* _What is expected_:
Rewrite the rows below with every "simplified polygon" changed to "reduced polygon", leaving everything else as it is.

* _Data for the task_:
:::
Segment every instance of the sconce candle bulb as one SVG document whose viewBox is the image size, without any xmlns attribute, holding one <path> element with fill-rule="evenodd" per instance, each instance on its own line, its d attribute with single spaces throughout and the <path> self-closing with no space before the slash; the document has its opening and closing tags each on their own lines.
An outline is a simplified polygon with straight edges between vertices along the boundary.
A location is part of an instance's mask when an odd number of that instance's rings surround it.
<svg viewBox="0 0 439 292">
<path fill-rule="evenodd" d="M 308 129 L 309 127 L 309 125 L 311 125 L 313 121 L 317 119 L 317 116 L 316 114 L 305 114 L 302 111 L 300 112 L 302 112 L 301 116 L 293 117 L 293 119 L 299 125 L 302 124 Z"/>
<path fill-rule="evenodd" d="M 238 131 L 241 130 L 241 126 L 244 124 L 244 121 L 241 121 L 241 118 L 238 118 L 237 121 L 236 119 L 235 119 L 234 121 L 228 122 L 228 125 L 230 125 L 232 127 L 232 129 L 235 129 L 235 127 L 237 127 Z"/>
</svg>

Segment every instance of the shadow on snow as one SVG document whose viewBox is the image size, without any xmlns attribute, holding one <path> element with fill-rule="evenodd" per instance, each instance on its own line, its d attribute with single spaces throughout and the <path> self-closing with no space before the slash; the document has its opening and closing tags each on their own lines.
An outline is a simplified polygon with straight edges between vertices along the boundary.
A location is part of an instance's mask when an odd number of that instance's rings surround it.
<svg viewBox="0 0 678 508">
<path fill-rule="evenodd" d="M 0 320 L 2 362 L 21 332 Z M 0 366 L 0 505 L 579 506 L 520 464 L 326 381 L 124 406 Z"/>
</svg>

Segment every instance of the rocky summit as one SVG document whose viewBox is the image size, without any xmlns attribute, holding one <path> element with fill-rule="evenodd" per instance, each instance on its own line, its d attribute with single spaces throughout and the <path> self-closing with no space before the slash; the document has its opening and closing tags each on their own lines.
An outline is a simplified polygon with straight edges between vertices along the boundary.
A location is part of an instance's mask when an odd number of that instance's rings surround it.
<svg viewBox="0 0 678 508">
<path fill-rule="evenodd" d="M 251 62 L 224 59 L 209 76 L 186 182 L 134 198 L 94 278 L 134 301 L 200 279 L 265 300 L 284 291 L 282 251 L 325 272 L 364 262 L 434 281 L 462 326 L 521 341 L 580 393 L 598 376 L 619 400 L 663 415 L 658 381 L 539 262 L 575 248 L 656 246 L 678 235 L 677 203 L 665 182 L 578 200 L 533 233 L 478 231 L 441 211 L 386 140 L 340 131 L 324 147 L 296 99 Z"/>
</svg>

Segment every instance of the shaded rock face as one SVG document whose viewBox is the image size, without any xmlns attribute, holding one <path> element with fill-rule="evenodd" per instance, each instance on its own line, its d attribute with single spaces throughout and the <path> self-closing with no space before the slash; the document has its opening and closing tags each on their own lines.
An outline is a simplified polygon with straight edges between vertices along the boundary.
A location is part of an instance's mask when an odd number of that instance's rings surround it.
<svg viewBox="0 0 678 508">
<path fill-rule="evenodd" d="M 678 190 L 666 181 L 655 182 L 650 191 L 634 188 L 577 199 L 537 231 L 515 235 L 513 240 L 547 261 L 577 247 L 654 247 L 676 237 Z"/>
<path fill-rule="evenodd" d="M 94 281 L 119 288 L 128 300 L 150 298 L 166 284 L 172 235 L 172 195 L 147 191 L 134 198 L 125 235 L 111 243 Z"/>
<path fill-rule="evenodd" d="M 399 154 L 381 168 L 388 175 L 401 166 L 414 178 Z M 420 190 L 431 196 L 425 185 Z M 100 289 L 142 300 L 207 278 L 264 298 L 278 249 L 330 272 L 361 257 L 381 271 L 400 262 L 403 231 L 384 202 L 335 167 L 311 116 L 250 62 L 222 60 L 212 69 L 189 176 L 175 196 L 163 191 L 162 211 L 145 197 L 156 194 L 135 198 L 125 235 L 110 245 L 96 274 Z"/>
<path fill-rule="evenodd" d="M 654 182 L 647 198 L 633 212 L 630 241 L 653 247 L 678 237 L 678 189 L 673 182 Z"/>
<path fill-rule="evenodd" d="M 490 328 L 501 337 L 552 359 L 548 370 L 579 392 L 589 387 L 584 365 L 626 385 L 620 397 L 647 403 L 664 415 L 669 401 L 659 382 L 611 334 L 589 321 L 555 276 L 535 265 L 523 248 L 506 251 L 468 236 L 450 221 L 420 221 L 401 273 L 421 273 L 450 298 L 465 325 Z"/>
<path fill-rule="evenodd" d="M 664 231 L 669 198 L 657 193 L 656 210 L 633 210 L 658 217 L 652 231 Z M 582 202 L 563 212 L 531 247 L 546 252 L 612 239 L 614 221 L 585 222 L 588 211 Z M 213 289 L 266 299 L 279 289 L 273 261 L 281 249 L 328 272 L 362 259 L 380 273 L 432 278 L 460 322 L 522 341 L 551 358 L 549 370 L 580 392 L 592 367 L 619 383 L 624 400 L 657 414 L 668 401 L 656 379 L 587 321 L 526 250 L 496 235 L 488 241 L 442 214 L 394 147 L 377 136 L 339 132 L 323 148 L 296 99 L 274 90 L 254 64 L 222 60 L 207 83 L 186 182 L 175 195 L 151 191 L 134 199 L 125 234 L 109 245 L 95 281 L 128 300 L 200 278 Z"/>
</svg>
:::
* _Solution to the problem_:
Segment every instance of the sconce candle bulb as one SVG document whose viewBox is the image size, without any xmlns attribute, holding one <path> element with fill-rule="evenodd" per instance, each instance on its own line, its d attribute with single spaces throughout and the <path> self-closing with no space before the slash; the document has its opening and closing tags each on their own lines.
An outline is a reduced polygon with straight edges between vertices along the boundary.
A location is part of an instance's mask when an odd number of that instance's rings surround it.
<svg viewBox="0 0 439 292">
<path fill-rule="evenodd" d="M 308 129 L 309 127 L 309 125 L 311 125 L 313 121 L 317 119 L 317 116 L 316 114 L 305 114 L 302 111 L 300 112 L 302 112 L 301 116 L 293 117 L 293 119 L 299 125 L 302 124 Z"/>
<path fill-rule="evenodd" d="M 238 131 L 241 130 L 241 126 L 244 124 L 244 121 L 241 121 L 241 118 L 238 118 L 237 121 L 236 119 L 235 119 L 234 121 L 228 122 L 228 125 L 230 125 L 232 127 L 232 129 L 235 129 L 235 127 L 237 127 Z"/>
</svg>

Segment every instance of the shadow on snow as one SVG document whose viewBox is the image size, without any xmlns attribute, holding one <path> element with fill-rule="evenodd" per instance, each instance on its own line, its d attribute with single spaces throughout and the <path> self-closing with no space before the slash; the document has its opening and closing tags each on their own lines.
An outline is a reduced polygon with straight edges between vertices along the boundary.
A location is part of an instance's mask when an odd number of that instance's rings surround it.
<svg viewBox="0 0 678 508">
<path fill-rule="evenodd" d="M 0 320 L 2 362 L 21 332 Z M 0 366 L 0 505 L 579 506 L 520 464 L 326 381 L 124 406 Z"/>
</svg>

Segment every instance of the rocky summit as one SVG document whose viewBox is the image size, without any xmlns attribute, holding one <path> element with fill-rule="evenodd" per instance, each instance on its own line, its d attribute with single spaces throughout and the <path> self-closing with no space before the slash; the document has its opening and closing tags each on their own lines.
An outline is a reduced polygon with straight edges between vertices along the boundary.
A location is part of an instance's mask when an odd number of that instance's rings surround it.
<svg viewBox="0 0 678 508">
<path fill-rule="evenodd" d="M 251 62 L 224 59 L 209 76 L 186 182 L 134 198 L 94 278 L 134 301 L 200 279 L 265 300 L 284 291 L 282 251 L 325 272 L 364 262 L 434 281 L 462 326 L 521 341 L 580 393 L 598 376 L 619 400 L 663 415 L 658 381 L 539 262 L 575 248 L 656 246 L 678 235 L 677 203 L 665 182 L 578 200 L 533 233 L 478 231 L 441 211 L 386 140 L 340 131 L 324 147 L 296 99 Z"/>
</svg>

Segment every instance of the shaded rock face as one SVG document whose viewBox is the image size, without any xmlns attribute, holding one <path> element with fill-rule="evenodd" per instance, each instance on its own line, its d attribute with single spaces throughout and the <path> self-closing with no space before the slash; the document has its opening and closing tags each on their own lines.
An outline is a reduced polygon with straight edges between vertices along the boundary.
A location is part of an instance's mask when an odd number of that instance's rings surround it.
<svg viewBox="0 0 678 508">
<path fill-rule="evenodd" d="M 678 190 L 666 181 L 655 182 L 650 191 L 634 188 L 577 199 L 537 231 L 515 235 L 513 240 L 547 261 L 577 247 L 654 247 L 676 237 Z"/>
<path fill-rule="evenodd" d="M 94 281 L 119 288 L 128 300 L 150 298 L 166 284 L 172 235 L 172 195 L 147 191 L 134 198 L 125 235 L 111 243 Z"/>
<path fill-rule="evenodd" d="M 399 154 L 381 168 L 388 175 L 401 166 L 414 178 Z M 420 190 L 431 196 L 425 185 Z M 100 289 L 142 300 L 207 278 L 264 298 L 278 249 L 330 272 L 361 257 L 381 271 L 400 262 L 403 231 L 384 202 L 335 167 L 311 116 L 250 62 L 222 60 L 212 69 L 189 176 L 175 196 L 163 191 L 162 211 L 145 197 L 156 194 L 135 198 L 125 235 L 110 245 L 96 274 Z"/>
<path fill-rule="evenodd" d="M 654 182 L 647 198 L 633 212 L 630 241 L 653 247 L 678 237 L 678 189 L 673 182 Z"/>
<path fill-rule="evenodd" d="M 490 328 L 501 337 L 552 359 L 548 370 L 579 392 L 589 387 L 584 365 L 626 385 L 620 397 L 647 403 L 664 415 L 669 401 L 659 382 L 611 334 L 589 321 L 555 276 L 535 265 L 523 248 L 506 251 L 468 236 L 450 221 L 420 221 L 401 273 L 421 273 L 450 298 L 465 325 Z"/>
<path fill-rule="evenodd" d="M 664 231 L 669 198 L 657 193 L 656 210 L 633 210 L 658 217 L 652 231 Z M 582 202 L 563 212 L 531 247 L 546 252 L 612 239 L 614 221 L 585 222 L 588 211 Z M 213 289 L 266 299 L 279 289 L 273 261 L 281 249 L 328 272 L 362 259 L 380 273 L 432 278 L 460 322 L 522 341 L 551 358 L 549 370 L 580 392 L 592 367 L 619 383 L 624 400 L 657 414 L 668 401 L 656 379 L 587 321 L 526 250 L 496 235 L 488 241 L 442 214 L 394 147 L 377 136 L 339 132 L 323 148 L 296 99 L 274 90 L 254 64 L 222 60 L 207 83 L 186 182 L 175 195 L 151 191 L 134 199 L 125 234 L 109 245 L 95 281 L 128 300 L 200 278 Z"/>
</svg>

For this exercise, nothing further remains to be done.